## Excerpted passage
──────

|Year : 2018 | Volume
| Issue : 6 | Page : 1537-1541
Investigating a community wide outbreak of hepatitis A in Kerala, India
PS Rakesh, T T. Carmel Regeela Mainu, Arun Raj, Devika Babu, Midhun Rajiv, K Sreelakshmi Mohandas, Amrita Das, Arjun Balasubramanian
Department of Community Medicine and Public Health, Amrita Institute of Medical Sciences, Kochi, Kerala, India
|Date of Web Publication||30-Nov-2018|
Dr. T T. Carmel Regeela Mainu
Thekkeveetil, Kolarikkal Road, South Chittoor Ferry, Ernakulam - 682 027, Kerala
Source of Support: None, Conflict of Interest: None
Background: There was an outbreak of acute hepatitis in Nellikuzhy panchayat of Kothamangalam taluk, Ernakulam district, Kerala, during November and early December 2016. Objective of this study is to describe the epidemiological features of the outbreak and to identify the probable source. Materials and Methods: The outbreak was defined in terms of time, place, and person. A hypothesis was generated and tested using a case–control study. Cases were selected by simple random sampling from the line list and controls were age-matched neighborhood individuals without any history of jaundice. Chi-square test, univariate analysis, and multi-variate logistic regression analyses were done to identify the probable risk factors. Results: Around 223 hepatitis A cases were identified. Attack rate was found to be highest among the age group of 16-30 years at 1.44% and was eight times higher among males. Epidemic curve suggested a point source outbreak possibly from exposure to food or water from a newly opened hotel in the area. The case–control study confirmed the hypothesis with a statistically significant association between cases and history of exposure to food from the hotel [OR 120; 95% CI 14.6–996.2; P value < 0.001]. Conclusion: Observations and results of the case–control study revealed that the probable source of the Hepatitis A outbreak at Nellikuzhy panchayat was a hotel. The study findings also add evidences to the changing epidemiological pattern of hepatitis A in Kerala, and warrant the necessity to enforce food safety rules in the State.

──────

## Information shown
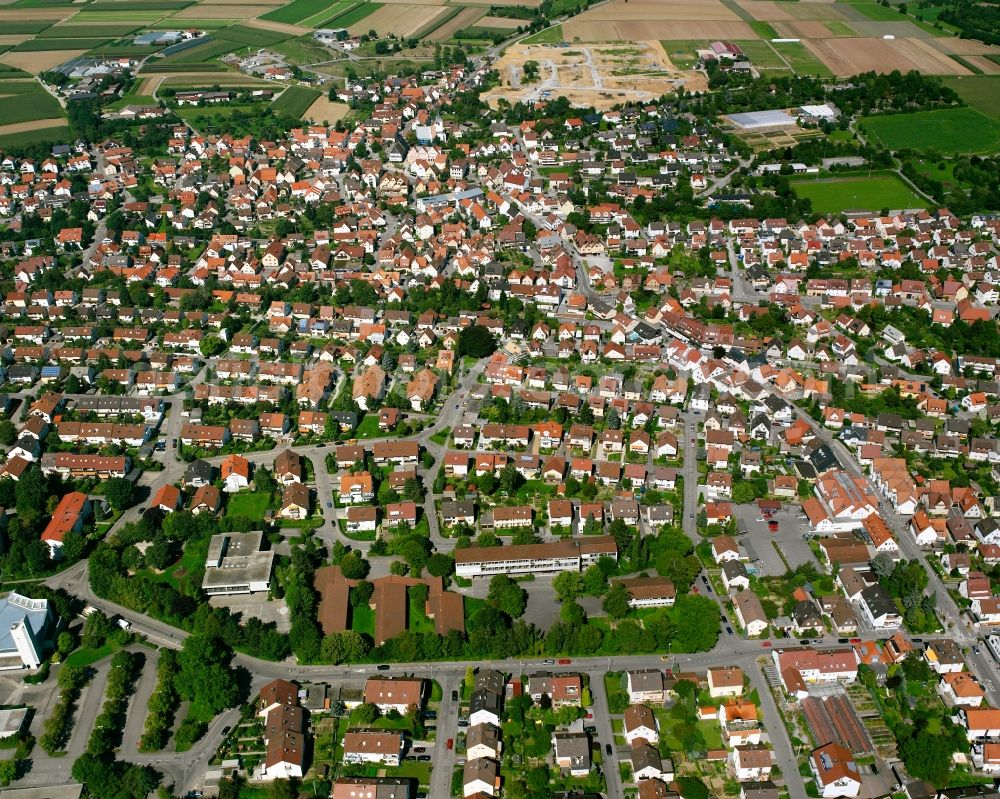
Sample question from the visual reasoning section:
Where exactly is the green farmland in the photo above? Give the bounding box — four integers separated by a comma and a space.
861, 108, 1000, 154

──────

In the hepatitis A outbreak abstract, which age group had the highest attack rate, and what was that rate?

## Your response
The 16-30 years age group, at 1.44%.